▶ [Task to carry out]: Retype all the data word for word.

▶ [Study material]:
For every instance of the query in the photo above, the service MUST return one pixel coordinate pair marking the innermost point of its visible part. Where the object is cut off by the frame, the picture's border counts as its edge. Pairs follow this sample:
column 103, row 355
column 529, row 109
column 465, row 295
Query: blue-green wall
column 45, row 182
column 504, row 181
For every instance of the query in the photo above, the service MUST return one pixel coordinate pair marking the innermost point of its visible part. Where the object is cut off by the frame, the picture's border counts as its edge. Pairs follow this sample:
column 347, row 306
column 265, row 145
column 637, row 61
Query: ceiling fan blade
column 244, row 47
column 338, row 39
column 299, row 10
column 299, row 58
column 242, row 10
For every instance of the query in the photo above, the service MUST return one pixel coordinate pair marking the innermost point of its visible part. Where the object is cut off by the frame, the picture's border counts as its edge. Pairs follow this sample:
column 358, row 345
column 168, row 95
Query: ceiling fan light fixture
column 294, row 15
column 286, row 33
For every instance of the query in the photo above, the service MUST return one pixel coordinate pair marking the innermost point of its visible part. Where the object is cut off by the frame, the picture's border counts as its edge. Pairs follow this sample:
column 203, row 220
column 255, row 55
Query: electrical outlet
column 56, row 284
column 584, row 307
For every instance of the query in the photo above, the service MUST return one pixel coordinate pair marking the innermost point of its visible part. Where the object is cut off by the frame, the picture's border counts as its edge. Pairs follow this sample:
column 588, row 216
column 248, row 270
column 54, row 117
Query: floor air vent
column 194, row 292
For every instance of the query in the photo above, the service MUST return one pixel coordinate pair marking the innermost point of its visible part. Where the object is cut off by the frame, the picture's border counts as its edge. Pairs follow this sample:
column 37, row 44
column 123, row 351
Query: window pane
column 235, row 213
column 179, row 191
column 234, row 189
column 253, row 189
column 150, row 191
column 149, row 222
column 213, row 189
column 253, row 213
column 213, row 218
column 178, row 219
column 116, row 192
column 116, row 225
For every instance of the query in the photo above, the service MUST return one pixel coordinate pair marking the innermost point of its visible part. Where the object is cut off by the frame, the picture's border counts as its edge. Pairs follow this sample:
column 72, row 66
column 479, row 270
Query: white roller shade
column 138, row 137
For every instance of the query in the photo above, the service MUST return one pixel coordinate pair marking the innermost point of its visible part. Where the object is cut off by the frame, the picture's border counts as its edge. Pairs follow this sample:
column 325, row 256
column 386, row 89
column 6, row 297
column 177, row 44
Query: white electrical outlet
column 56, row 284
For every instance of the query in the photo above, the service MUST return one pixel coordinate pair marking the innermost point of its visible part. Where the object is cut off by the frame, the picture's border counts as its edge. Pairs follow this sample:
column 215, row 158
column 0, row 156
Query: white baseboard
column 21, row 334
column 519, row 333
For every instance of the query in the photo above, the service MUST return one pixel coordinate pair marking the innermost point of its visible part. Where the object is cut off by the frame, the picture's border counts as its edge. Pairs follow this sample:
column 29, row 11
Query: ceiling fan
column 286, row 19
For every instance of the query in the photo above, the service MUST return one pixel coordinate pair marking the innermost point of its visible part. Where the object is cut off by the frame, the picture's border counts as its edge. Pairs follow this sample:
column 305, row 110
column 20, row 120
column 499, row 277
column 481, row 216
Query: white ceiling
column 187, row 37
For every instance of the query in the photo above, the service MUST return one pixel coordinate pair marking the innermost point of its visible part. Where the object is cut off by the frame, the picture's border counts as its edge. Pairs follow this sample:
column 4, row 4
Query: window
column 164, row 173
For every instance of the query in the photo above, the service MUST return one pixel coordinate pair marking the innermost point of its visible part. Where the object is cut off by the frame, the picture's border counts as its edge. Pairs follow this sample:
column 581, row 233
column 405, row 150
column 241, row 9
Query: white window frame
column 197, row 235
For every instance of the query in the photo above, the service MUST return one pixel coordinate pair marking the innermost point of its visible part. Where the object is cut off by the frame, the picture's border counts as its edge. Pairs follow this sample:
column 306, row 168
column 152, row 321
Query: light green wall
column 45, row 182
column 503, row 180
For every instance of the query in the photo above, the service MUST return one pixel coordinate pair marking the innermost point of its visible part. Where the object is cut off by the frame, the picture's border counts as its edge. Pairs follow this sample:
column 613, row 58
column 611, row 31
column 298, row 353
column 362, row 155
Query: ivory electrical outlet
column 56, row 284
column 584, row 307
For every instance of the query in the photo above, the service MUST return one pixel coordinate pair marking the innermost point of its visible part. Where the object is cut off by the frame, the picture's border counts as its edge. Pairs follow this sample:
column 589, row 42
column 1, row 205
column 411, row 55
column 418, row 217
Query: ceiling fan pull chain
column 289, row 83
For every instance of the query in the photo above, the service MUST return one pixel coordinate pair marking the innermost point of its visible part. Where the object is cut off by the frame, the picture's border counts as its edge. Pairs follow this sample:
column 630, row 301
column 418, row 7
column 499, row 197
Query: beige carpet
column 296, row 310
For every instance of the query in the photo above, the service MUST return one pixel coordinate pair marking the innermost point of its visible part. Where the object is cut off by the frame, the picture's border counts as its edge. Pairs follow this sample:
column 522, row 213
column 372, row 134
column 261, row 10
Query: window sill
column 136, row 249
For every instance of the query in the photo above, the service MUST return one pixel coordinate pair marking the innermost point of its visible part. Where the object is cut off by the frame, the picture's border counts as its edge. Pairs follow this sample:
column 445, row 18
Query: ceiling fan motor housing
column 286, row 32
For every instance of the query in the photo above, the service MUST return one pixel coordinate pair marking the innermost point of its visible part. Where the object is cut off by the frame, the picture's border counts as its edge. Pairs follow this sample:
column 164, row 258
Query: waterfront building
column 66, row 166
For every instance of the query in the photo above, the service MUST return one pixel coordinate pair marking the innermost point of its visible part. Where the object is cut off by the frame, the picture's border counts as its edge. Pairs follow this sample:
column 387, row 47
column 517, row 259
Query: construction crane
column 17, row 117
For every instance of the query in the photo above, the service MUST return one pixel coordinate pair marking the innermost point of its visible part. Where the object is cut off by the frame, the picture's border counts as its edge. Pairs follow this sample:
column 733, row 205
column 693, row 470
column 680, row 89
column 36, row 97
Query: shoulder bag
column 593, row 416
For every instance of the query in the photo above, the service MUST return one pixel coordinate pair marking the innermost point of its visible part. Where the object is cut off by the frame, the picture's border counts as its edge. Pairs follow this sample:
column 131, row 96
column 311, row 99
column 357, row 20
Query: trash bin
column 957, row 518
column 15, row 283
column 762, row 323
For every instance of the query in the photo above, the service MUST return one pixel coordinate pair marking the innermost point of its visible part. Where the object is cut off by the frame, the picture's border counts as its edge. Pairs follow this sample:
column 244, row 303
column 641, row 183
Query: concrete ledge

▶ [Result of the exercise]:
For every instance of the query in the photo above, the service MUST return one pixel coordinate pair marking the innermost point of its visible part. Where the object is cut off by the frame, the picture's border counts as its edge. Pairs follow this sample:
column 103, row 355
column 529, row 109
column 465, row 295
Query: blue-green wall
column 45, row 182
column 504, row 181
For every instance of the query in the photo above, the service MUST return one pixel coordinate pair marking the innermost point of its visible part. Where the object is cut off by the frame, the picture's border counts as its edge. Pairs follow this sample:
column 347, row 306
column 265, row 145
column 637, row 61
Query: ceiling fan blade
column 244, row 47
column 338, row 39
column 299, row 10
column 299, row 58
column 242, row 10
For every instance of the query in the photo above, the service MUST return one pixel coordinate pair marking the innermost point of its visible part. Where the object is cut off by the frame, the picture's border counts as its edge. Pairs follow this sample:
column 358, row 345
column 168, row 95
Query: ceiling fan light fixture
column 294, row 15
column 286, row 33
For every instance of the query in the photo above, the service MUST return one pixel coordinate pair marking the innermost point of its visible part. Where the object is cut off by the frame, the picture's border counts as its edge. Pairs follow this sample:
column 203, row 220
column 255, row 55
Query: electrical outlet
column 56, row 284
column 584, row 307
For every instance of the query in the photo above, the service MUST return one pixel coordinate pair marking the innermost point of its visible part. Where the object is cut off by the frame, the picture's border counts as its edge. Pairs follow this sample:
column 588, row 216
column 248, row 270
column 54, row 117
Query: floor air vent
column 194, row 292
For every instance of the query in the photo above, the service MUST return one pixel coordinate pair marking the innermost point of its visible part. Where the object is cut off by the frame, the picture's border counts as its edge. Pairs follow this sample:
column 37, row 44
column 123, row 351
Query: window pane
column 235, row 213
column 179, row 191
column 234, row 189
column 253, row 189
column 150, row 191
column 149, row 222
column 213, row 189
column 253, row 213
column 213, row 218
column 178, row 219
column 116, row 192
column 116, row 225
For every instance of the query in the photo above, the service MUST return one pixel coordinate pair marking the innermost point of its visible part. Where the object is cut off by the frame, the picture's border counts as its edge. Pairs follow this sample:
column 72, row 66
column 479, row 270
Query: white roller shade
column 138, row 137
For every instance of the query in the photo above, the service MUST return one pixel coordinate pair marking the innermost point of its visible part. Where the object is cut off by the frame, the picture's border counts as its edge. Pairs follow this sample:
column 325, row 256
column 386, row 89
column 6, row 297
column 177, row 44
Query: white electrical outlet
column 56, row 284
For every instance of the query in the photo above, the service MUST return one pixel coordinate pair marking the innermost point of its visible part. Where the object is cut off by the frame, the picture's border counts as its edge. Pairs follow this sample:
column 215, row 158
column 0, row 156
Query: white baseboard
column 21, row 334
column 519, row 333
For every instance of the query in the photo above, the service MUST return one pixel coordinate pair marking the innermost point of its visible part. Where the object is cut off by the frame, the picture's border counts as its edge. Pairs follow this sample:
column 29, row 11
Query: ceiling fan
column 286, row 19
For every instance of the query in the photo above, the service MUST return one pixel coordinate pair marking the innermost point of its visible part. Where the object is cut off by the frame, the picture's border counts as its edge. Pairs follow this sample:
column 305, row 110
column 20, row 120
column 499, row 277
column 481, row 216
Query: white ceiling
column 187, row 37
For every instance of the query in the photo above, the service MUST return one pixel coordinate pair marking the innermost point of its visible part. Where the object is cut off by the frame, the picture's border counts as its edge. Pairs follow this sample:
column 4, row 4
Query: window
column 164, row 173
For every instance of the query in the photo above, the service MUST return one pixel coordinate pair marking the innermost point of its visible part. Where the object is cut off by the frame, the picture's border counts as its edge. Pairs follow this sample:
column 581, row 233
column 405, row 150
column 241, row 9
Query: white window frame
column 197, row 235
For every instance of the query in the photo above, the service MUST return one pixel coordinate pair marking the innermost point of its visible part. Where the object is cut off by the frame, the picture's border counts as its edge. Pairs follow this sample:
column 306, row 168
column 152, row 321
Query: light green wall
column 45, row 182
column 503, row 180
For every instance of the query in the photo above, the service MUST return one pixel coordinate pair marking the innermost point of its visible part. Where the object is cut off by the frame, the picture's border counts as its edge. Pairs follow this sample:
column 613, row 58
column 611, row 31
column 298, row 353
column 362, row 155
Query: ivory electrical outlet
column 56, row 284
column 584, row 307
For every instance of the query in the photo above, the service MUST return one pixel coordinate pair marking the innermost point of its visible part. Where the object is cut off by the frame, the picture's border counts as its edge. Pairs follow this sample:
column 589, row 42
column 1, row 205
column 411, row 55
column 418, row 217
Query: ceiling fan pull chain
column 289, row 83
For every instance of the query in the photo above, the service MUST return one pixel coordinate pair marking the innermost point of its visible part. Where the object is cut off by the frame, the picture's border counts as its edge. Pairs follow this sample:
column 630, row 301
column 418, row 7
column 499, row 197
Query: beige carpet
column 296, row 310
For every instance of the query in the photo above, the service MUST return one pixel coordinate pair marking the innermost point of its visible part. Where the object is cut off by the frame, the picture's border counts as its edge. Pairs follow this sample:
column 522, row 213
column 372, row 134
column 261, row 10
Query: window sill
column 136, row 249
For every instance of the query in the photo above, the service MUST return one pixel coordinate pair marking the innermost point of its visible part. Where the object is cut off by the frame, the picture's border counts as its edge. Pairs follow this sample:
column 445, row 18
Query: ceiling fan motor housing
column 286, row 32
For every instance of the query in the photo above, the service MUST return one pixel coordinate pair marking the innermost point of its visible part. Where the object is cut off by the frame, the picture's border counts as its edge. Pairs follow this sample:
column 164, row 258
Query: waterfront building
column 66, row 166
For every instance of the query in the photo above, the service MUST return one pixel coordinate pair marking the innermost point of its visible part. Where the object is cut off by the frame, the picture's border counts as its edge. Pairs follow this sample:
column 387, row 47
column 517, row 259
Query: construction crane
column 17, row 117
For every instance of the query in the photo above, the service MUST return one pixel coordinate pair marking the innermost point of its visible part. Where the object is cut off by the frame, the picture's border counts as its edge. Pairs follow this sample:
column 733, row 205
column 693, row 470
column 680, row 89
column 36, row 97
Query: shoulder bag
column 593, row 416
For every instance of the query in the photo above, the service MUST return one pixel coordinate pair marking the innermost point of its visible part. Where the object is cut off by the frame, the picture's border counts as its edge. Pairs follow this sample:
column 131, row 96
column 311, row 99
column 357, row 20
Query: trash bin
column 957, row 518
column 15, row 283
column 762, row 323
For every instance of the query in the photo above, the service MUST return one pixel coordinate pair marking the innermost point of its visible part. Where the object is cut off by the frame, the picture's border counts as its edge. Pairs follow this sample:
column 244, row 303
column 641, row 183
Query: concrete ledge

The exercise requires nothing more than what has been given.